(Point labeling records)
----
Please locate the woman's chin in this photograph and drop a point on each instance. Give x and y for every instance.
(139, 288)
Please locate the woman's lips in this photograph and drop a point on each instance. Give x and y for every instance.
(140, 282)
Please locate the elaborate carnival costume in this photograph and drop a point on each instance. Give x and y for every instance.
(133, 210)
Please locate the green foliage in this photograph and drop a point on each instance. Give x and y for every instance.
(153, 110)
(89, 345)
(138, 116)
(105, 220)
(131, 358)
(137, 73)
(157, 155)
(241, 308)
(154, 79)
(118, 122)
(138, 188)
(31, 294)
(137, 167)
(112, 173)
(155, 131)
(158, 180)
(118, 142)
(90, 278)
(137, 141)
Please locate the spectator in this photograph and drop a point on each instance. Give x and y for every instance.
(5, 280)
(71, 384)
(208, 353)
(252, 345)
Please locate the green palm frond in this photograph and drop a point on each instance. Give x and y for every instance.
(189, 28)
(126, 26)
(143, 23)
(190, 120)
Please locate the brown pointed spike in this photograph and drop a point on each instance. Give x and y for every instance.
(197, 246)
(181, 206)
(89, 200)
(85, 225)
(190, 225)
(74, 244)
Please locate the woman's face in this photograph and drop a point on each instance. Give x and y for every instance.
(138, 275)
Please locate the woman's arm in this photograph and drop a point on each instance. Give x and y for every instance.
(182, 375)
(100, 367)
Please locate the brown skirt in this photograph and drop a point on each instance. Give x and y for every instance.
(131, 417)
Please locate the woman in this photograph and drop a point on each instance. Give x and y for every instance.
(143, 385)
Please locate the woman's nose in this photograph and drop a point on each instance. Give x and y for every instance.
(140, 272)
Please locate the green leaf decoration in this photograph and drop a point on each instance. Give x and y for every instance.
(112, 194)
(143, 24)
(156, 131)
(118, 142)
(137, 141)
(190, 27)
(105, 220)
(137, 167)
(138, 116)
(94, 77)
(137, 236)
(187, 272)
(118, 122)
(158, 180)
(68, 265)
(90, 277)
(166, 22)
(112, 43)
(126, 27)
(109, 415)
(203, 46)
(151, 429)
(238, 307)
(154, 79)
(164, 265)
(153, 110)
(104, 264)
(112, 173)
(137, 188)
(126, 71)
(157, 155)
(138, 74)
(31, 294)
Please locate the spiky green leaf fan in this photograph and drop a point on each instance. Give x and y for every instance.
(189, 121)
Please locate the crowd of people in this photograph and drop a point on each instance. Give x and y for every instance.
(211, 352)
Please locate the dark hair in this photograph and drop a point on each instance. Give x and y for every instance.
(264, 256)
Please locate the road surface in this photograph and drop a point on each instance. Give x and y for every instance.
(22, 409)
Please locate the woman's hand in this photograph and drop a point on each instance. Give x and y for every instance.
----
• INSTRUCTIONS TO FOLLOW:
Render the records from the line containing "Please locate the brown skirt" through the end of the records as a JSON list of strings, one string per line, with blank lines left out.

• EXERCISE RESULT:
[
  "Please locate the brown skirt in this photograph and drop a point on each instance. Give x and y for every instance.",
  "(131, 417)",
  "Please locate the woman in this photograph and drop a point on each instance. Give x and y for every instance.",
  "(143, 385)",
  "Please locate the woman's nose in this photograph and drop a point on each instance. Give x and y for every instance.",
  "(140, 272)",
  "Please locate the green leaf decoration in this photograph and drop a point on each instance. Give x and y for every instance.",
  "(112, 194)",
  "(143, 24)",
  "(156, 131)",
  "(118, 142)",
  "(137, 141)",
  "(190, 27)",
  "(105, 220)",
  "(137, 167)",
  "(138, 116)",
  "(94, 77)",
  "(137, 236)",
  "(187, 272)",
  "(118, 122)",
  "(158, 180)",
  "(68, 265)",
  "(90, 277)",
  "(166, 22)",
  "(112, 43)",
  "(126, 27)",
  "(109, 415)",
  "(203, 46)",
  "(151, 429)",
  "(238, 307)",
  "(154, 79)",
  "(164, 265)",
  "(153, 110)",
  "(104, 264)",
  "(112, 173)",
  "(137, 188)",
  "(126, 71)",
  "(157, 155)",
  "(138, 74)",
  "(31, 294)",
  "Please locate the spiky green leaf fan in this photograph and drop a point on each instance. Give x and y for every instance.",
  "(189, 121)",
  "Please locate the crowd of people in this photograph and drop a point on each instance. Give x and y for every instance.",
  "(211, 352)",
  "Please locate the dark hair in this photograph and drop a point on each instance. Give x and y for every instance.",
  "(264, 256)",
  "Please locate the road surface in this photograph and drop a point on each instance. Give x and y for every instance.",
  "(22, 409)",
  "Please locate the woman's hand in this photograph and drop a point on each instance. Give x and y for every instance."
]